Input data ▸
** start **

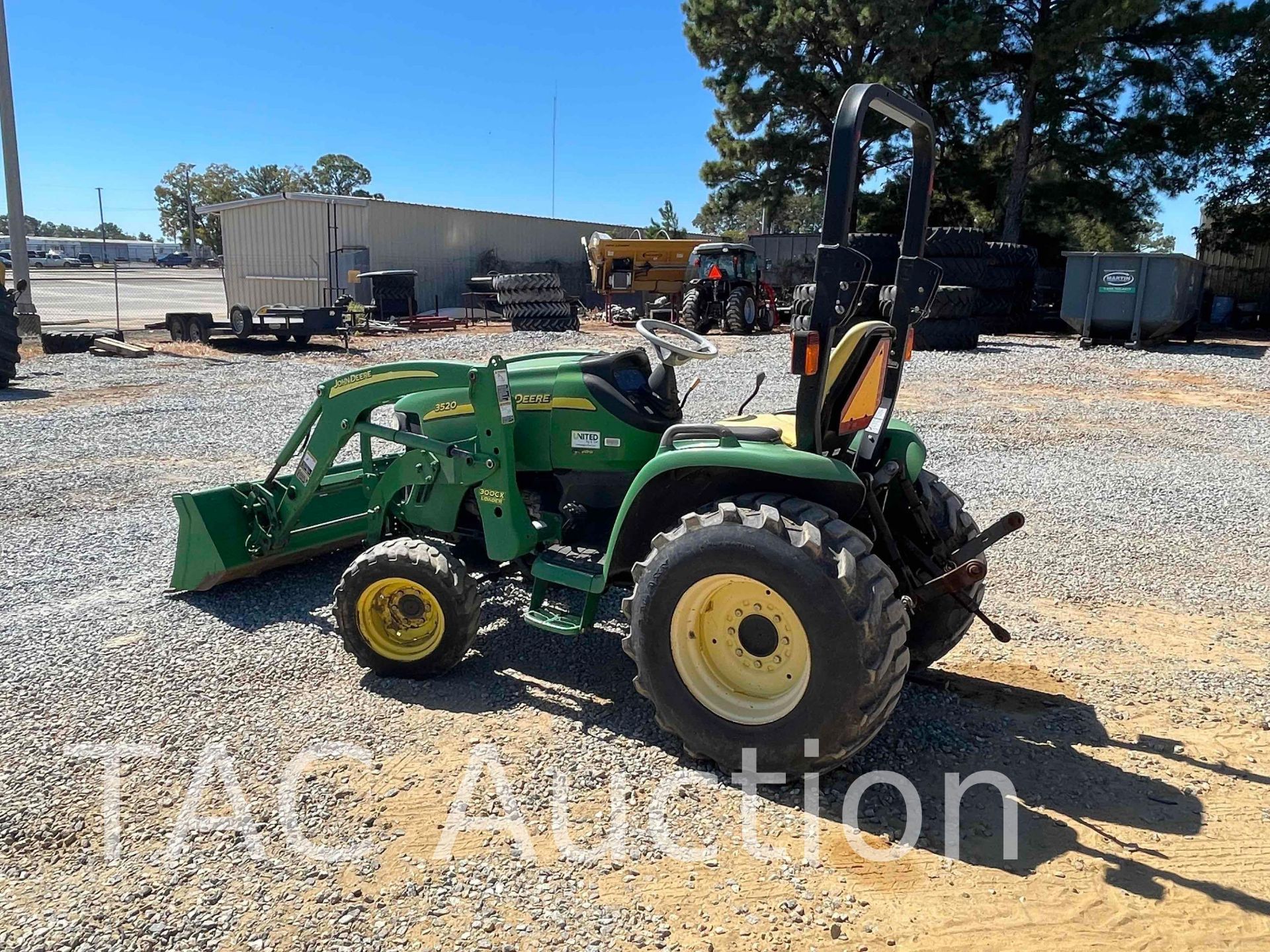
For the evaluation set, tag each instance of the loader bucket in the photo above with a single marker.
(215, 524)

** end **
** start **

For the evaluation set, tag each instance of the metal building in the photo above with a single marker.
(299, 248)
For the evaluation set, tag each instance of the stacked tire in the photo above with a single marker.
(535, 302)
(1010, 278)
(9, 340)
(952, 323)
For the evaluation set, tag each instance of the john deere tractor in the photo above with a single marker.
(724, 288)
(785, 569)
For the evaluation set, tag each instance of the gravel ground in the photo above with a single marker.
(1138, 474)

** end **
** start **

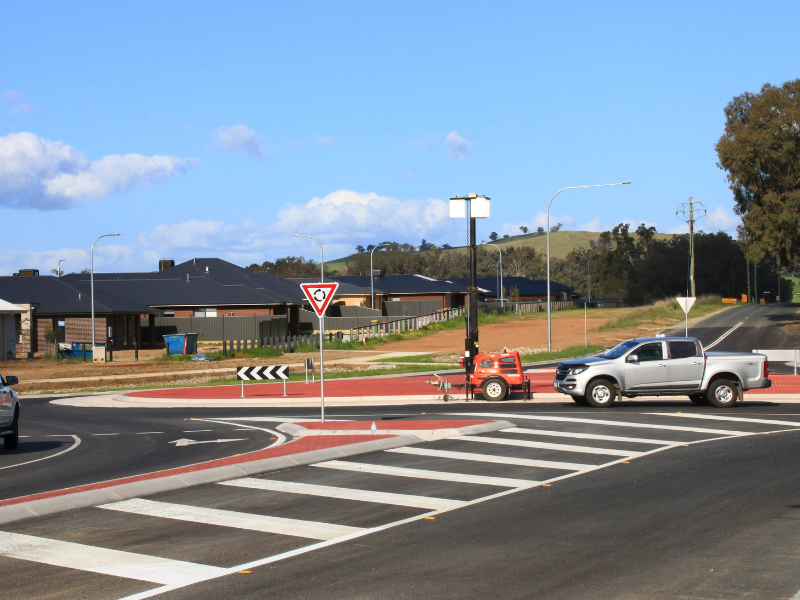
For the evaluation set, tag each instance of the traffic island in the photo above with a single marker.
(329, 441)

** end **

To be done ▸ Count the lines of the material that contain the string "gravel", and reply with the number only.

Written answer ▸ 1